Re: [PR] PHOENIX-7787 Make CCF HAGroupStore ZK Updates backward compatible with existing ZK based client [phoenix]

via GitHub Tue, 19 May 2026 16:10:17 -0700


apurtell commented on code in PR #2479:
URL: https://github.com/apache/phoenix/pull/2479#discussion_r3270168719



##########
phoenix-core-client/src/main/java/org/apache/phoenix/jdbc/HAGroupStoreClient.java:
##########
@@ -983,32 +1017,65 @@ private void closePeerConnection() {
   /**
    * Shuts down the periodic sync executor gracefully.
    */
+  /**
+   * Remove this instance from the static {@link #instances} map. Idempotent. 
Uses value-based
+   * remove so that, if a concurrent {@link #getInstanceForZkUrl} has already 
swapped in a fresh
+   * replacement, the replacement is preserved.

• _Stated goal A_
Answer these questions from the pull request comment on HAGroupStoreClient.java:
(i) Which pull request number is the comment made on?
(ii) Which method name appears in the diff hunk header?
(iii) What kind of remove does the new doc comment say is used on the static instances map?
• _Stated goal B_
Extend the pull request comment on HAGroupStoreClient.java past its last line, keeping the +-prefixed diff style.

• _Dataset records_

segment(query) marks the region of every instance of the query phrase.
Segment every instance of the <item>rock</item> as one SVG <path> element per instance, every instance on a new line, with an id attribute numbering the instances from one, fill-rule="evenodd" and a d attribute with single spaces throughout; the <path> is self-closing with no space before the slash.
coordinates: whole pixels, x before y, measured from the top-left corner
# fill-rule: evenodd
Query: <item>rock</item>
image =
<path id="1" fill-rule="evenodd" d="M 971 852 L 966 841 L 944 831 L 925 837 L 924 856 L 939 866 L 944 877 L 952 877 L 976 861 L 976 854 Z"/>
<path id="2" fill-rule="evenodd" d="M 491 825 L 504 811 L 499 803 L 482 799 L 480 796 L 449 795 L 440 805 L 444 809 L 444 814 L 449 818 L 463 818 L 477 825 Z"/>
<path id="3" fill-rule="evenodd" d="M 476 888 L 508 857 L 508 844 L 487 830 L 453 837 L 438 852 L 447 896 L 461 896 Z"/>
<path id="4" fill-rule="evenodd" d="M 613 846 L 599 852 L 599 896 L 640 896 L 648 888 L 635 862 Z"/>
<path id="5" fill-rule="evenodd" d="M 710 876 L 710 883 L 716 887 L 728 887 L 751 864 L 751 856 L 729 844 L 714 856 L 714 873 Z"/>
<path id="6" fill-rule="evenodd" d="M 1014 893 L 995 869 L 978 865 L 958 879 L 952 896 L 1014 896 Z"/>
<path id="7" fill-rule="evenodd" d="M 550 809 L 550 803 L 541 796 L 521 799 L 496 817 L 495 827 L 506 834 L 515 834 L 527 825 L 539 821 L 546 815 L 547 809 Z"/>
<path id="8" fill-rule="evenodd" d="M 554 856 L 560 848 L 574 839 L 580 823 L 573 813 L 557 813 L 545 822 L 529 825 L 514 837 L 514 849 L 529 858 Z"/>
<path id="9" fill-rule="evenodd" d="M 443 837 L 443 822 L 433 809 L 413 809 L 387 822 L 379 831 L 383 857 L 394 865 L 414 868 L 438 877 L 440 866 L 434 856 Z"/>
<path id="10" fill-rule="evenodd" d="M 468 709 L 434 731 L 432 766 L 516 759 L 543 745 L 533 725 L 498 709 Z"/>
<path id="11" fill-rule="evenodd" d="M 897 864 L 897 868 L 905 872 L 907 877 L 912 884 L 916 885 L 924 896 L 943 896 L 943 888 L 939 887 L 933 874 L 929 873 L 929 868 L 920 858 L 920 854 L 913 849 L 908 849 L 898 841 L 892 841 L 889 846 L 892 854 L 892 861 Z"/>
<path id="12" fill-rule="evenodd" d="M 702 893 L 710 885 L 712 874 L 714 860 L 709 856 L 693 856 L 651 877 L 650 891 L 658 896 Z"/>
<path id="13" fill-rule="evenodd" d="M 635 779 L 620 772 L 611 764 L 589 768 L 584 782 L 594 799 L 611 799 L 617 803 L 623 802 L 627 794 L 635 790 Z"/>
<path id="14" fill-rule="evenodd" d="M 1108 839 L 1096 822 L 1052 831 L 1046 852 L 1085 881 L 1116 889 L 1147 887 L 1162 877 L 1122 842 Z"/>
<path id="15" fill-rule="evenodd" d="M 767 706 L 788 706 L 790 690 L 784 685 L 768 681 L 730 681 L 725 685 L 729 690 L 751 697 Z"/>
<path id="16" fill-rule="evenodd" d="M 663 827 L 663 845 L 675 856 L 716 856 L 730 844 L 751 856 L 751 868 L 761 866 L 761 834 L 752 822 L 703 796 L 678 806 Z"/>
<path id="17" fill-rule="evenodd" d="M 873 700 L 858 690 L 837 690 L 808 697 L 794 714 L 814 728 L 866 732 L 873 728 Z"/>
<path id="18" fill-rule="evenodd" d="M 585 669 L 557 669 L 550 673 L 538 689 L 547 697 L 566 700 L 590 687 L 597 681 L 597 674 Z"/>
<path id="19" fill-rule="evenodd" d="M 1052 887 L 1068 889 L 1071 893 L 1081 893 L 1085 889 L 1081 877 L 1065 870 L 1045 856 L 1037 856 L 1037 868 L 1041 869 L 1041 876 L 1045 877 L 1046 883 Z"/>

==

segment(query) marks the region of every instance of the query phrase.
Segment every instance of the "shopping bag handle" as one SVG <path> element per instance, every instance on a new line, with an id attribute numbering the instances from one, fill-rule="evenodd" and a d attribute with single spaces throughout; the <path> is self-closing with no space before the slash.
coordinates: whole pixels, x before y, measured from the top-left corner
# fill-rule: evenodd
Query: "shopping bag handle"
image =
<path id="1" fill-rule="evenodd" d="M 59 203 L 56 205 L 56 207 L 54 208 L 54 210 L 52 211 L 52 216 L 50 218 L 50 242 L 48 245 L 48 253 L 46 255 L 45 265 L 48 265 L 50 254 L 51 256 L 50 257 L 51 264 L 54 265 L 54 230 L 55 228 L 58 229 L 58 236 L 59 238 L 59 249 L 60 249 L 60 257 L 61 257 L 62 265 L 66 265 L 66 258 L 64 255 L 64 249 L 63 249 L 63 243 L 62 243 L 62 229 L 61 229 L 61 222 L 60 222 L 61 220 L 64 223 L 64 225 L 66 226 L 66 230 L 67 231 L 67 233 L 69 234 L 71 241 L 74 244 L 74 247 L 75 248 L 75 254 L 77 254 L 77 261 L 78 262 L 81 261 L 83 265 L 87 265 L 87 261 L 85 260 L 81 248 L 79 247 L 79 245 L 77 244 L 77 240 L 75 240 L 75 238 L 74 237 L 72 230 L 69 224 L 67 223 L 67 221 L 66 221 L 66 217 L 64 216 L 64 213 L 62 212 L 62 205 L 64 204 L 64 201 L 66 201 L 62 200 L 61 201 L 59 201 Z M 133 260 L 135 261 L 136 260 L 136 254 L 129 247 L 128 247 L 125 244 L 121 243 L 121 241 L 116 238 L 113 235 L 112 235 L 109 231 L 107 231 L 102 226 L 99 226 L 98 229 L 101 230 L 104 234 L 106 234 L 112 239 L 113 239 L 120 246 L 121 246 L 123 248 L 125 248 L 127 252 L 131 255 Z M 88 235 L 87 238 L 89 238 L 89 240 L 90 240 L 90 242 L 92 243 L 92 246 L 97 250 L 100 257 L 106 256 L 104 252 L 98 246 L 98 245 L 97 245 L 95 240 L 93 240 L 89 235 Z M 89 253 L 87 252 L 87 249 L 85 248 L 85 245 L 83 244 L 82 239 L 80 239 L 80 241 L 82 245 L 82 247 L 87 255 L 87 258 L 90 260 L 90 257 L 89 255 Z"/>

• _Written reply A_
(i) PR #2479
(ii) closePeerConnection()
(iii) A value-based remove

• _Written reply B_
+   */
+  private void deregisterFromInstances() {
+    final String key = (this.zkUrl != null) ? this.zkUrl : 
getLocalZkUrl(this.conf);
+    if (key == null) {
+      return;
+    }
+    final ConcurrentHashMap<String, HAGroupStoreClient> bucket = 
instances.get(key);
+    if (bucket == null) {
+      return;
+    }
+    bucket.remove(this.haGroupName, this);

Review Comment:
   Removing the inner map introduces a race condition that could cause a NPE.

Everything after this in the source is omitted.